## TASK GOAL
Carry on the piece about European stocks after Trump's election, picking up after its last sentence.

## EXCERPTED PASSAGE
..........
European stocks have rallied 1.2 percent since Republican outsider Donald Trump won the U.S. election and the "Trump-effect" does not appear to have run out of steam just yet. CNBC takes a look at the best performing stocks in Europe seven days after Trump was announced president-elect of the U.S.:
Aegon has witnessed a staggering rise of share prices since Donald Trump's election victory. The Dutch insurer outperformed all of its peers on the Euro STOXX 600 and soared by 22.2 percent in the week following the election result.
Albert Pleogh, analyst with ING told Reuters that the main contributor to Aegon's share performance was unquestionably, the "Trump effect".
"(This is due) to increasing U.S. interest rates and hope of less regulation for U.S. insurers," he added.
Further to an upcoming Trump presidency, Aegon has benefited significantly from better than expected earnings as the company reported a net income of 358 million euros ($379 million) which compared to a loss of 551 million euros ($584 million) in the same period a year earlier.
Deutsche Bank share prices, in the week following Trump election victory, have also sky-rocketed, this time by more than 18 percent, and were the second best performing in the Euro Stoxx 600.
The struggling German lender has been weighed down for a sustained period of time, not least from the Department of Justice (DoJ), which announced back in September that it was seeking a $14 billion settlement for the way the bank handled mortgage-backed securities in 2008, causing shares to hit record lows.
However, historic ties with Trump could pay dividends in the long run for Deutsche Bank according to Joshua Mahony, market analyst with IG.
..........
## DATA TO EXAMINE
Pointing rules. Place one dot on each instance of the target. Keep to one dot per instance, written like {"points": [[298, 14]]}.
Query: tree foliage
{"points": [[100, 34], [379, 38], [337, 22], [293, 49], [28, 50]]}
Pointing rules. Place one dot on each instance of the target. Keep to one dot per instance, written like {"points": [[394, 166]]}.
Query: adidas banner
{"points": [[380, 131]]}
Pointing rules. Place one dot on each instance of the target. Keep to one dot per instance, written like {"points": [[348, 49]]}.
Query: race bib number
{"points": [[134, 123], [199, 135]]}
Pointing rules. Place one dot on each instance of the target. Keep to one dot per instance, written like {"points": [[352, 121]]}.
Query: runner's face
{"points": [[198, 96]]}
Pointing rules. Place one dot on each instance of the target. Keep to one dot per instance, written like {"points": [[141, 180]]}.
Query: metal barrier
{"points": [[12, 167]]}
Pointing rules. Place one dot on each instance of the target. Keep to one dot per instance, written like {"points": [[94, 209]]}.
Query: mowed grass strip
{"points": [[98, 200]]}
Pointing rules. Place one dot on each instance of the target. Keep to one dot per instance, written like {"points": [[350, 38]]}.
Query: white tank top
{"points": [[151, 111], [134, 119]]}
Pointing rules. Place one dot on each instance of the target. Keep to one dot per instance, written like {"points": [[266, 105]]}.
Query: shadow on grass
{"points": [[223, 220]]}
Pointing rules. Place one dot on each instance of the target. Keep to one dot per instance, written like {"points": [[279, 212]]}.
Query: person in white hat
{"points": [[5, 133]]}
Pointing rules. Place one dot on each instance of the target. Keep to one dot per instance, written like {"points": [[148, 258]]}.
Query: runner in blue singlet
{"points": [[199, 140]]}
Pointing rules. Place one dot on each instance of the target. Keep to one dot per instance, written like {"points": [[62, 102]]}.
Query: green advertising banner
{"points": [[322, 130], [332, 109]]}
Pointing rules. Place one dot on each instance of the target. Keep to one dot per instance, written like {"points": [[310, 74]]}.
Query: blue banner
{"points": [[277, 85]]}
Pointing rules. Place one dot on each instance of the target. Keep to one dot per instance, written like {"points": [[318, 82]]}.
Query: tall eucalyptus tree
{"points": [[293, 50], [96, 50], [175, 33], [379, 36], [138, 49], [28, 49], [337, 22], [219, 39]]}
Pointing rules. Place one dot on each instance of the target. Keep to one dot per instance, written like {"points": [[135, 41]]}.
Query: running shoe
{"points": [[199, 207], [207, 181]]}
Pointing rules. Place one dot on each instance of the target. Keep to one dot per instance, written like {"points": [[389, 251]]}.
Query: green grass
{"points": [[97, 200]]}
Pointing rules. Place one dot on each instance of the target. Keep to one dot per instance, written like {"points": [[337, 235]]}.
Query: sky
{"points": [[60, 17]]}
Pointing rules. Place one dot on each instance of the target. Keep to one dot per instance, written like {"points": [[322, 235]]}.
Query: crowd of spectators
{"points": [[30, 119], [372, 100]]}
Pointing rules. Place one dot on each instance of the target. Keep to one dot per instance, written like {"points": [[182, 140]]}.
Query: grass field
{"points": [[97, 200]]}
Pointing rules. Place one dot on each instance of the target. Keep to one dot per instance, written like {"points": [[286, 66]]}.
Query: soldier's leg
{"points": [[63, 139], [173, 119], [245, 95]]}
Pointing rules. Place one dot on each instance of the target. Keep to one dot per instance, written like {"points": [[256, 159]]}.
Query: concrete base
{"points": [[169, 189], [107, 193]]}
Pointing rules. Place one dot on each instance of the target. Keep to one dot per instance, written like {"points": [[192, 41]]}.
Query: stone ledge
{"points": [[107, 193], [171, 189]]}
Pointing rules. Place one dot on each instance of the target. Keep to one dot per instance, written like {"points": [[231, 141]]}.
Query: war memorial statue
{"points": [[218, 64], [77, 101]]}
..........
## EXPECTED ANSWER
"Deutsche Bank shares have enjoyed a substantial amount of upside since Trump came to power, despite their own analysts speculating that the Stoxx 600 would fall 10 percent if he won the election.
"Deutsche (Bank) has been the number one provider of credit for Trump to build his property empire, lending him money time and time again. This clear mutually beneficial relationship has spanned years and the bank will hope it will last many years longer, especially with a huge bill looming from the DoJ," he told CNBC by email.
Mahony argued that the bank, like many other European lenders, could start to reap the benefits of rising global inflation and perhaps even a consistent increase of U.S. interest rates in the coming years.
Barclays share prices appear to have been boosted by the Trump effect as well and investor expectation of less financial regulation and rising inflation in the U.S. has resulted in a share price rise of over 13 percent.
Gary Greenwood, investment analyst with Shore Capital told CNBC via email that market expectations of a Trump administration are of a "less onerous" regulatory regime and projected that Barclays shares could yet rise further still.
"It remains to be seen exactly what policies Trump will implement and how these will play out, but a less onerous regulatory regime and higher US economic growth combined with a steeper yield curve would certainly be supportive of the shares, I think," he added.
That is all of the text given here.